# Start of PAGE

Qualitative and quantitative data needs to be proactively documented and tracked over time.  But, most importantly, companies need to take appropriate action based on this feedback. Seeking feedback is usually viewed very positively by customers.  However, companies that fail to act on specific service or product issues will see customer satisfaction plummet relative to where it had been if they hadn’t sought customer feedback in the first place.

  1. Establish a customer centric corporate culture. The previous chapter mentioned the importance of culture. Many companies are notorious for having a corporate culture that treats the customer as an inconvenience at best. For example, at one company, a post-implementation debriefing meeting was held.  The installation team was asked their view of how the project had gone.  They universally reported the project had gone well and that the installation was successful.  However, when asked how the customer felt, they said the customer was very unhappy.  Clearly the culture of this company was focused on internal rather than customer satisfaction.

 

Cultural change is a challenge for firms in any industry, but is often most difficult for technology firms.  The more substantive interactions that take place between a broad base of employees and customers, the easier this cultural change will be.  Better empathy and understanding are the inevitable result.  These interactions can take place in a variety of venues ranging from involving customers in product design to active participation in user group activities.

  1. Establish multiple regular points of contact. In order to drive improved customer satisfaction and experience, companies need to maintain multiple points of contact in the customer organization and in particular, these points of contact need to be at all levels.  One company had a very stable software product that was very popular with the users.  Customer support at the user level was consistently rated as outstanding.  Nevertheless, this company was in serious danger of significant customer losses.  This company, while maintaining excellent contact at the user level, completely failed to maintain any relationships at the decision-maker level.  Since the market was undergoing rapid change, the decision-makers made the assumption that the current vendor was not keeping pace and were actively seeking alternatives they considered more state of the art.  The vendor was not involved at all in helping to influence the strategic direction of the customer.

# End of PAGE
# Start of PROVIDED MATERIAL

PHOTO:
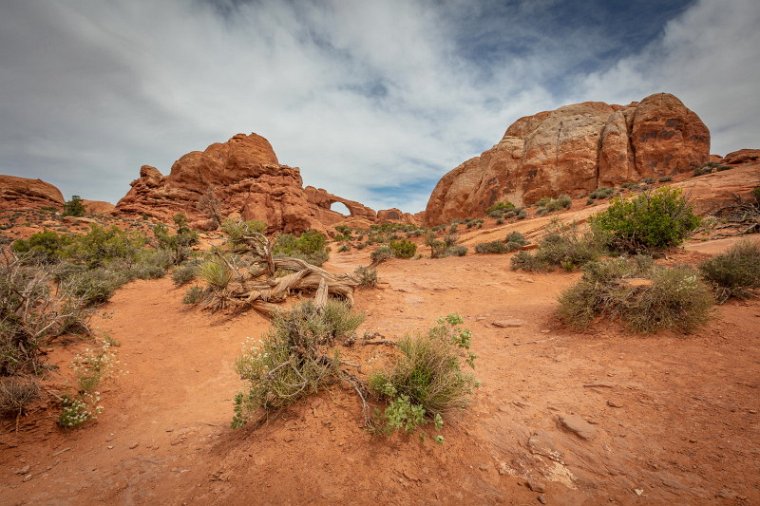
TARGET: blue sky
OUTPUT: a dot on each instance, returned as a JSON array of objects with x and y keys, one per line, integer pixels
[{"x": 374, "y": 100}]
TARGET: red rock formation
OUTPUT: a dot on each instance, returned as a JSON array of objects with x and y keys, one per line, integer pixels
[
  {"x": 19, "y": 193},
  {"x": 574, "y": 149},
  {"x": 741, "y": 157},
  {"x": 240, "y": 176}
]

# End of PROVIDED MATERIAL

**ACTIONS TO TAKE**
1. Answer these from the customer satisfaction text:
(a) How did the installation team describe the project at the debriefing meeting?
(b) How was customer support at the user level rated for the company with the stable software product?
(c) How do customers usually view being asked for feedback?
2. Based on the customer satisfaction text, why was the company with the popular software product at risk of losing customers?
3. Duplicate the part of the customer satisfaction text that begins at the words "Qualitative and quantitative" and ends after "the first place.".

**RESPONSES**
1.
(a) They said it had gone well and the installation was successful.
(b) It was consistently rated as outstanding.
(c) They usually view it very positively.

2. The company kept excellent contact at the user level but had no relationships at the decision-maker level. The market was changing fast, so the decision-makers assumed the vendor wasn't keeping pace and started looking for alternatives they saw as more state of the art.

3.
Qualitative and quantitative data needs to be proactively documented and tracked over time.  But, most importantly, companies need to take appropriate action based on this feedback. Seeking feedback is usually viewed very positively by customers.  However, companies that fail to act on specific service or product issues will see customer satisfaction plummet relative to where it had been if they hadn’t sought customer feedback in the first place.